*** Begin section ***

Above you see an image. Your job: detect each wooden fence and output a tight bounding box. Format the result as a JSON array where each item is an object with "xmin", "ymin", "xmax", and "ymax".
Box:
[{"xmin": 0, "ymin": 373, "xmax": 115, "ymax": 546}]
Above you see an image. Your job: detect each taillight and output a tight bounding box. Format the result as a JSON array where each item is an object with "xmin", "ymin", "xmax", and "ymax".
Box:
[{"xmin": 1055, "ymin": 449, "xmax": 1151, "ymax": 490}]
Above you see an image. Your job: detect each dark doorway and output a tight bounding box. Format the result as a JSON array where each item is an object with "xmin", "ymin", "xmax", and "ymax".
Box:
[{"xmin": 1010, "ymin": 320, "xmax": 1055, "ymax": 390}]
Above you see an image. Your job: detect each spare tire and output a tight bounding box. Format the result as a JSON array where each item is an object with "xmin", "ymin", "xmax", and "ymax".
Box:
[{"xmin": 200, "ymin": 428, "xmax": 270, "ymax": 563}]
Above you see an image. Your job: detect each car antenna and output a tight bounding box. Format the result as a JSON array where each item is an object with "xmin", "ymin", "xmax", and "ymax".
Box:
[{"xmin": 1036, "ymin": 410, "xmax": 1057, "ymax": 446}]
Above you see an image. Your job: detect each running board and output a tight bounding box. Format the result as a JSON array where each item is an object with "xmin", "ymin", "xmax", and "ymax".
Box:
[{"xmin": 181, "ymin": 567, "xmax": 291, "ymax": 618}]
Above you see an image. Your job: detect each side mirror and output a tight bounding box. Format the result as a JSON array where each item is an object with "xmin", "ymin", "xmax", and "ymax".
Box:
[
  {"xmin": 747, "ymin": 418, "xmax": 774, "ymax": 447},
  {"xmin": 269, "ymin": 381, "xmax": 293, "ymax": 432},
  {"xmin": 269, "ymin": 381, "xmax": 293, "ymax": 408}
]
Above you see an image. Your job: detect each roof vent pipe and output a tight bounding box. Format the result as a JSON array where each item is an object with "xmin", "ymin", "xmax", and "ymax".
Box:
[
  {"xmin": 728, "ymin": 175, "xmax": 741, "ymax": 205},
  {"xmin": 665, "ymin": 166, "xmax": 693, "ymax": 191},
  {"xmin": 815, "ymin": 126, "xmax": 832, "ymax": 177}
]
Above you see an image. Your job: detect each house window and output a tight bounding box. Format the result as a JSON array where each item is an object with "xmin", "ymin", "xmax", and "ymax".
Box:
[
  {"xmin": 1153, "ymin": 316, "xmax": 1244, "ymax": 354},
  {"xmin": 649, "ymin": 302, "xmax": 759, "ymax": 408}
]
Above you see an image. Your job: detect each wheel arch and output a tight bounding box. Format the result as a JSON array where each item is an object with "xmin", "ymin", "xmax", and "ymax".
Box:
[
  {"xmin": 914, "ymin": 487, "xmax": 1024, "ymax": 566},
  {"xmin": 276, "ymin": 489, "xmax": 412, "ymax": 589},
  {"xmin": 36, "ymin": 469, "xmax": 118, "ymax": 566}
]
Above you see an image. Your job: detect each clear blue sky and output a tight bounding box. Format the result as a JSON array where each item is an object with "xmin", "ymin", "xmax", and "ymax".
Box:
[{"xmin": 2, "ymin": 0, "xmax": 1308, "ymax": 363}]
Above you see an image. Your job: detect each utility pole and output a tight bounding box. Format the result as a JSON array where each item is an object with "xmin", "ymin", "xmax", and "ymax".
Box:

*** End section ***

** Problem requirements **
Start to finish, restate the records above word for word.

** Exercise response **
Above you see an image. Your job: detect each wooden fence and output a tight bounding box. Format the result as a JSON array where each item is an object with "xmin", "ymin", "xmax", and "ymax".
Box:
[{"xmin": 0, "ymin": 373, "xmax": 115, "ymax": 546}]
Above you see an image. Your job: detect each taillight and output a tight bounding box. Format the result as a JSON array where each item is an object with "xmin", "ymin", "xmax", and "ymax".
Box:
[{"xmin": 1055, "ymin": 449, "xmax": 1151, "ymax": 490}]
Above you see an image. Your job: detect each dark doorway and output a tight bounding box. Format the result as a JSON array where each item is an object with "xmin", "ymin", "xmax", and "ymax".
Box:
[{"xmin": 1010, "ymin": 320, "xmax": 1055, "ymax": 390}]
Above you see an image. Your job: detect each spare tire and output a tight bounding box. Format the result as a JSON array where each item is an object with "xmin", "ymin", "xmax", and "ymax".
Box:
[{"xmin": 200, "ymin": 428, "xmax": 270, "ymax": 563}]
Above you see an image. Your job: detect each car antenna and output a tight bounding box. Format the result as a JSON array where each item is an object with "xmin", "ymin", "xmax", and "ymax".
Box:
[{"xmin": 1036, "ymin": 410, "xmax": 1057, "ymax": 446}]
Above you see an image. Your job: detect each running board and output a tight bounding box. Format the result as a JSON array where each item is an object with "xmin", "ymin", "xmax", and "ymax".
Box:
[{"xmin": 181, "ymin": 567, "xmax": 291, "ymax": 618}]
Above you see an image. Your job: detect each side mirror and output a tight bounding box. Format the result as a JSON array where each item is an object with "xmin", "ymin", "xmax", and "ymax".
Box:
[
  {"xmin": 747, "ymin": 418, "xmax": 774, "ymax": 447},
  {"xmin": 269, "ymin": 381, "xmax": 293, "ymax": 432},
  {"xmin": 269, "ymin": 381, "xmax": 293, "ymax": 408}
]
Above you see an image. Your job: detect each roof vent pipe and output a tight bounding box. Format the result as a JSON array where each item is an object with "xmin", "ymin", "xmax", and "ymax".
Box:
[
  {"xmin": 728, "ymin": 175, "xmax": 741, "ymax": 205},
  {"xmin": 665, "ymin": 166, "xmax": 693, "ymax": 191},
  {"xmin": 815, "ymin": 126, "xmax": 832, "ymax": 177}
]
Above you see an image. Your job: detect each house window and output a tight bounding box. Format the result as a JSON array where each item is an object with "xmin", "ymin", "xmax", and "ymax".
Box:
[
  {"xmin": 1153, "ymin": 316, "xmax": 1244, "ymax": 354},
  {"xmin": 649, "ymin": 302, "xmax": 759, "ymax": 408}
]
Above you see an image. Your job: detect each wheel arch and output a tight bounding box. Format the result as a JSON array where each item is an object with "xmin", "ymin", "xmax", and "ymax".
Box:
[
  {"xmin": 914, "ymin": 487, "xmax": 1024, "ymax": 566},
  {"xmin": 276, "ymin": 489, "xmax": 412, "ymax": 589},
  {"xmin": 36, "ymin": 469, "xmax": 118, "ymax": 566}
]
Above you see an image. Your job: detect each clear blue sky and output a tight bounding box. Format the result as a JSON array where each item is an object with "xmin", "ymin", "xmax", and "ymax".
Box:
[{"xmin": 2, "ymin": 0, "xmax": 1308, "ymax": 363}]
Above you see an image. Your job: detect each utility pole and output a tight bounding box. Format the result as a JSON array where each item is an object with "xmin", "ymin", "xmax", and "ymax".
Box:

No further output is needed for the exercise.